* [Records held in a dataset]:
----------------
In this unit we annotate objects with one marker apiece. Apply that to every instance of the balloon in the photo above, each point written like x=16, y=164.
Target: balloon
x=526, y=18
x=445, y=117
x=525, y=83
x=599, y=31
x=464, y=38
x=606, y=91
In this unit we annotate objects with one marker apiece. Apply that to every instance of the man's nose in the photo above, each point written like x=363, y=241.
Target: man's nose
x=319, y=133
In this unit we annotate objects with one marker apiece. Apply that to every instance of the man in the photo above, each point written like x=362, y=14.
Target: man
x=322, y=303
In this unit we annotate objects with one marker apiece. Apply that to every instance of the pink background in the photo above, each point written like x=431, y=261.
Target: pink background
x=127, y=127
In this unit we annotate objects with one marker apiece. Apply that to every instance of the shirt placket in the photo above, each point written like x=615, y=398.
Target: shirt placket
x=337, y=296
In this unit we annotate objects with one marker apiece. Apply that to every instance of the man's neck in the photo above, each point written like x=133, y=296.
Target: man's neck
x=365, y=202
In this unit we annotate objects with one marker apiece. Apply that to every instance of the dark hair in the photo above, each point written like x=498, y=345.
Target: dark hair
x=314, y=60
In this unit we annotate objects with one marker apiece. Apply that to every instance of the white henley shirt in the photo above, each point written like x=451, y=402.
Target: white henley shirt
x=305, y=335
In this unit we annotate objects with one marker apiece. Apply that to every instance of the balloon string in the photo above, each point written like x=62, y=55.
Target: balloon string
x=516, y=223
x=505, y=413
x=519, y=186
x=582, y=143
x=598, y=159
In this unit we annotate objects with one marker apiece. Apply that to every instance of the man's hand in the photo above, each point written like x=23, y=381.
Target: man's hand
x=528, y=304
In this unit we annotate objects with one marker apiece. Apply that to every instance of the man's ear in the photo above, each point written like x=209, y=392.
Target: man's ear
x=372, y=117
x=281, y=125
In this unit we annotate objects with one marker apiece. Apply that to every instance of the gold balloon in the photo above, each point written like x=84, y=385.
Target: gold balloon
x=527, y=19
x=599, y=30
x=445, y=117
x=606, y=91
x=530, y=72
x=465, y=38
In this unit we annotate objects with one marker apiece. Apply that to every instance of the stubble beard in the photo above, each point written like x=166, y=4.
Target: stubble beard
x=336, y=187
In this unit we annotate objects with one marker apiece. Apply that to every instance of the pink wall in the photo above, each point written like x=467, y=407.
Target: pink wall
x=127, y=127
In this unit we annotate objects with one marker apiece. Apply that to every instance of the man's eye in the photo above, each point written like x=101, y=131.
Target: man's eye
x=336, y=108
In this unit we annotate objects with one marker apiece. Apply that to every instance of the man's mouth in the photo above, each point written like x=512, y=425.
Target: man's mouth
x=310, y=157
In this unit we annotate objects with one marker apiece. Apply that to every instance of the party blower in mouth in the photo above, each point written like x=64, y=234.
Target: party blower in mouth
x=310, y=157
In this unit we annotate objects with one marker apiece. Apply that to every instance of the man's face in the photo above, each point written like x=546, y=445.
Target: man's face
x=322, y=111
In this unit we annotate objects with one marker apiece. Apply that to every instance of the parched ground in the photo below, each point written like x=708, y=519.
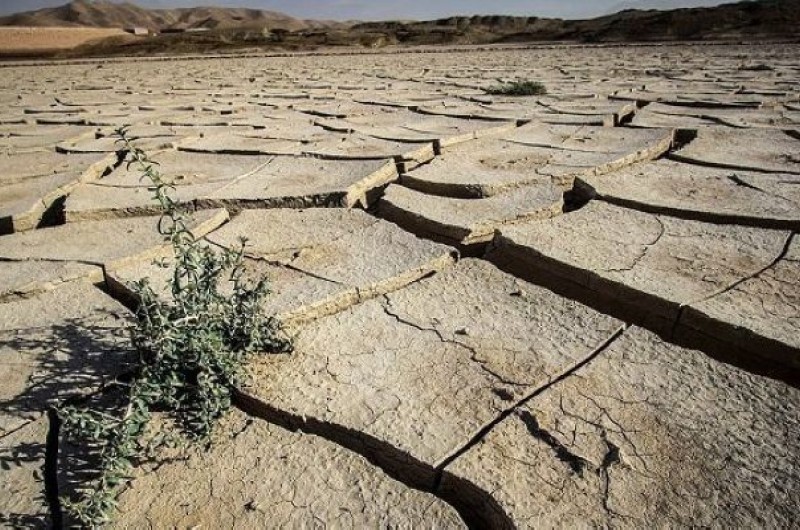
----------------
* [AIM]:
Quote the rows above word for word, from the very first one down to the line containing "x=319, y=133", including that line.

* [SOLVED PROBLEM]:
In this unit we annotate objects with one marker apiece. Apply that to every instance of the balloon in the photo above, each point written like x=16, y=164.
Target: balloon
x=526, y=18
x=445, y=117
x=525, y=83
x=599, y=31
x=464, y=38
x=606, y=91
In this unit we annotate objects with one marker apiece. Apply that to every instance of the man's nose in the photo above, each point written like x=363, y=241.
Target: man's nose
x=319, y=133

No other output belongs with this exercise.